**PROBLEM REQUIREMENTS**
With nothing added and nothing dropped, write out all of the entries below.

*** RECORDS SHOWN Section Begins ***

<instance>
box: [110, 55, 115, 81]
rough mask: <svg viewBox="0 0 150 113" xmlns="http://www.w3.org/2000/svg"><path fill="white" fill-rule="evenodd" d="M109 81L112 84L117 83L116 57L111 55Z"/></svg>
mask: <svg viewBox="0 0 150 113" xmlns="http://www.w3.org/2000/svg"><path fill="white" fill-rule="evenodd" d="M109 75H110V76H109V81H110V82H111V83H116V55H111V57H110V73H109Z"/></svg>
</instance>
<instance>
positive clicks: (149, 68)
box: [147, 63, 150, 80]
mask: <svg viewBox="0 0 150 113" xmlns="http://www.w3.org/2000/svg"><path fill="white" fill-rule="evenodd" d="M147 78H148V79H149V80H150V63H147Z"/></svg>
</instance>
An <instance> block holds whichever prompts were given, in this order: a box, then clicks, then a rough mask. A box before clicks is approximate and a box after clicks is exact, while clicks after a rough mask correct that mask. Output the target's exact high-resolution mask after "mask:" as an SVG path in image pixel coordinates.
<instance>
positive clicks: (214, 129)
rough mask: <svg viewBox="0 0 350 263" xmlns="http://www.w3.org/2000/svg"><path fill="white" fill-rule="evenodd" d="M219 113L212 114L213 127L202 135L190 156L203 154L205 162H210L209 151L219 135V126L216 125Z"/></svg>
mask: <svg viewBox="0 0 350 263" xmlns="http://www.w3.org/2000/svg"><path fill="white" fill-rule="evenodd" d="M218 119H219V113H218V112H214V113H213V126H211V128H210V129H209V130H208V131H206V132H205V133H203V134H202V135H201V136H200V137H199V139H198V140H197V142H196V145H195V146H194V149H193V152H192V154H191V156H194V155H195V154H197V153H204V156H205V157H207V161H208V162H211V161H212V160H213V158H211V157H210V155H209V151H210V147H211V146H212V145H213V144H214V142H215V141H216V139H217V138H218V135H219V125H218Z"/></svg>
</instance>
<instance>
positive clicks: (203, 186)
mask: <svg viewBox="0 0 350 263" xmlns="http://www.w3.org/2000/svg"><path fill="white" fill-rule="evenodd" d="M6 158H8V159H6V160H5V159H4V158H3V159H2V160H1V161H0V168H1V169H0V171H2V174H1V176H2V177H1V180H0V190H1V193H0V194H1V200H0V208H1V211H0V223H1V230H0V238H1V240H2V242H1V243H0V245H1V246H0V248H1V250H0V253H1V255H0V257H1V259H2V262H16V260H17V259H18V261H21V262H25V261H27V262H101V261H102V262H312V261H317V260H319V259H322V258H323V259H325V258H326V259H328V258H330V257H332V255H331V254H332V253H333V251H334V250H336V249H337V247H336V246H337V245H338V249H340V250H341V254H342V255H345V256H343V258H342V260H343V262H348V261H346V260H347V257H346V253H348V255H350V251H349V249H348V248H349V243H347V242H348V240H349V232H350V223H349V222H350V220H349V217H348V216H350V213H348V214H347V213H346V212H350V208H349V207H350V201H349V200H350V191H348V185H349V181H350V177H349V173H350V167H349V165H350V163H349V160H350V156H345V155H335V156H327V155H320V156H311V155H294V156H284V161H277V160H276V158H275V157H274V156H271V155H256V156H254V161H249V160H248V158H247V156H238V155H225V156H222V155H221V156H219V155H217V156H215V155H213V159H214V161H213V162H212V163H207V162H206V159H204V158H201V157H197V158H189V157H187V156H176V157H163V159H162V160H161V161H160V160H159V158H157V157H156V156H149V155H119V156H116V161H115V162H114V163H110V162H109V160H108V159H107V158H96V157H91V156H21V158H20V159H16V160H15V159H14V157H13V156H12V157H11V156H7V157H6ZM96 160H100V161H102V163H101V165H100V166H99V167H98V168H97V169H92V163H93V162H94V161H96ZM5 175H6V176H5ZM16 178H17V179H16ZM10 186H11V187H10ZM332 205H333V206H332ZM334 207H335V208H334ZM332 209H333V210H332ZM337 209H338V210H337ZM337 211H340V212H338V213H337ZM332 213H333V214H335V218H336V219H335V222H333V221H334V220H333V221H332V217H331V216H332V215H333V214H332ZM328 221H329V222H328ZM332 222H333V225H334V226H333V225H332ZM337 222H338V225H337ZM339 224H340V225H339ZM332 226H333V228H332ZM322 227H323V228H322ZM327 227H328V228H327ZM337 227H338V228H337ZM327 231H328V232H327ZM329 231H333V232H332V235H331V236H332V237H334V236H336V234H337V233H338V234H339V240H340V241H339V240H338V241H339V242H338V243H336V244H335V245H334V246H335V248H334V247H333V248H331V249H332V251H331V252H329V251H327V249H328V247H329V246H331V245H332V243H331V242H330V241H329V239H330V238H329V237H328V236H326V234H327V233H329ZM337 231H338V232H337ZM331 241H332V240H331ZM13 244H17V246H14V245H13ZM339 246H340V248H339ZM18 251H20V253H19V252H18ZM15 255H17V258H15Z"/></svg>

*** RECORDS SHOWN Section Ends ***

**OUTPUT FOR THIS EXERCISE**
<instance>
box: [110, 55, 115, 81]
rough mask: <svg viewBox="0 0 150 113" xmlns="http://www.w3.org/2000/svg"><path fill="white" fill-rule="evenodd" d="M109 81L112 84L117 83L116 57L111 55Z"/></svg>
mask: <svg viewBox="0 0 150 113" xmlns="http://www.w3.org/2000/svg"><path fill="white" fill-rule="evenodd" d="M109 75H110V76H109V81H110V82H111V83H116V55H111V57H110V73H109Z"/></svg>
</instance>
<instance>
positive clicks: (149, 68)
box: [147, 63, 150, 80]
mask: <svg viewBox="0 0 150 113" xmlns="http://www.w3.org/2000/svg"><path fill="white" fill-rule="evenodd" d="M147 78H148V79H149V80H150V63H147Z"/></svg>
</instance>
An <instance> block holds whichever prompts were given, in this order: a box, then clicks, then a rough mask. A box before clicks is approximate and a box after clicks is exact, while clicks after a rough mask correct that mask. Output the target's exact high-resolution mask after "mask:" as an SVG path in image pixel coordinates.
<instance>
positive clicks: (214, 129)
rough mask: <svg viewBox="0 0 350 263" xmlns="http://www.w3.org/2000/svg"><path fill="white" fill-rule="evenodd" d="M219 113L212 114L213 127L202 135L190 156L203 154L205 162H210L209 151L219 135V126L216 125Z"/></svg>
mask: <svg viewBox="0 0 350 263" xmlns="http://www.w3.org/2000/svg"><path fill="white" fill-rule="evenodd" d="M218 119H219V113H218V112H214V113H213V126H211V128H210V129H209V130H208V131H206V132H205V133H203V134H202V135H201V136H200V137H199V139H198V140H197V142H196V145H195V146H194V149H193V152H192V154H191V156H194V155H195V154H197V153H204V156H205V157H207V161H208V162H211V161H212V160H213V158H211V157H210V155H209V151H210V147H211V146H212V145H213V144H214V142H215V141H216V139H217V138H218V135H219V125H218Z"/></svg>
</instance>
<instance>
positive clicks: (203, 186)
mask: <svg viewBox="0 0 350 263" xmlns="http://www.w3.org/2000/svg"><path fill="white" fill-rule="evenodd" d="M6 158H8V159H6V160H5V159H4V158H3V159H2V160H1V161H0V168H1V169H0V171H2V174H1V176H2V177H1V180H0V190H1V193H0V194H1V200H0V208H1V211H0V223H1V230H0V238H1V240H2V242H1V243H0V245H1V246H0V248H1V250H0V253H1V255H0V257H1V259H2V262H16V260H17V259H18V261H21V262H25V261H27V262H101V261H102V262H312V261H317V260H319V259H322V258H323V259H325V258H326V259H328V258H330V257H332V255H331V254H332V253H333V251H334V250H336V249H337V247H336V246H337V245H338V249H340V250H341V254H342V255H345V256H343V258H342V260H343V262H348V261H346V260H347V257H346V253H348V255H350V251H349V249H348V248H349V243H347V242H348V240H349V232H350V223H349V222H350V220H349V217H348V216H350V213H348V214H347V213H346V212H350V208H349V207H350V201H349V200H350V191H348V185H349V181H350V177H349V173H350V167H349V165H350V163H349V160H350V156H345V155H335V156H327V155H320V156H311V155H294V156H284V161H277V160H276V158H275V157H274V156H271V155H256V156H254V161H249V160H248V158H247V156H238V155H225V156H222V155H221V156H219V155H217V156H215V155H213V159H214V161H213V162H212V163H207V162H206V159H204V158H201V157H197V158H189V157H187V156H176V157H163V159H162V160H161V161H160V160H159V158H157V157H156V156H149V155H119V156H116V161H115V162H114V163H110V162H109V160H108V159H107V158H96V157H91V156H21V158H20V159H16V160H15V159H14V157H13V156H12V157H11V156H7V157H6ZM96 160H100V161H102V163H101V165H100V166H99V167H98V168H97V169H92V163H93V162H94V161H96ZM5 175H6V176H5ZM16 178H17V179H16ZM10 186H11V187H10ZM332 205H333V206H332ZM334 207H335V208H334ZM332 209H333V210H332ZM337 209H338V210H337ZM337 211H340V212H338V213H337ZM332 213H333V214H335V218H336V219H335V222H333V221H334V220H333V221H332V217H331V216H332V215H333V214H332ZM328 221H329V222H328ZM332 222H333V225H334V226H333V225H332ZM337 222H338V225H337ZM339 224H340V225H339ZM332 226H333V228H332ZM322 227H323V228H322ZM327 227H328V228H327ZM337 227H338V228H337ZM327 231H328V232H327ZM329 231H333V232H332V235H331V236H332V237H334V236H336V234H337V233H338V234H339V240H340V241H339V240H338V241H339V242H338V243H336V244H335V245H334V246H335V248H334V247H333V248H331V249H332V251H331V252H329V251H327V249H328V247H329V246H331V245H332V243H331V242H330V241H329V239H330V238H329V237H328V236H326V234H327V233H329ZM337 231H338V232H337ZM331 241H332V240H331ZM13 244H17V246H14V245H13ZM339 246H340V248H339ZM18 251H20V253H19V252H18ZM15 255H17V258H15Z"/></svg>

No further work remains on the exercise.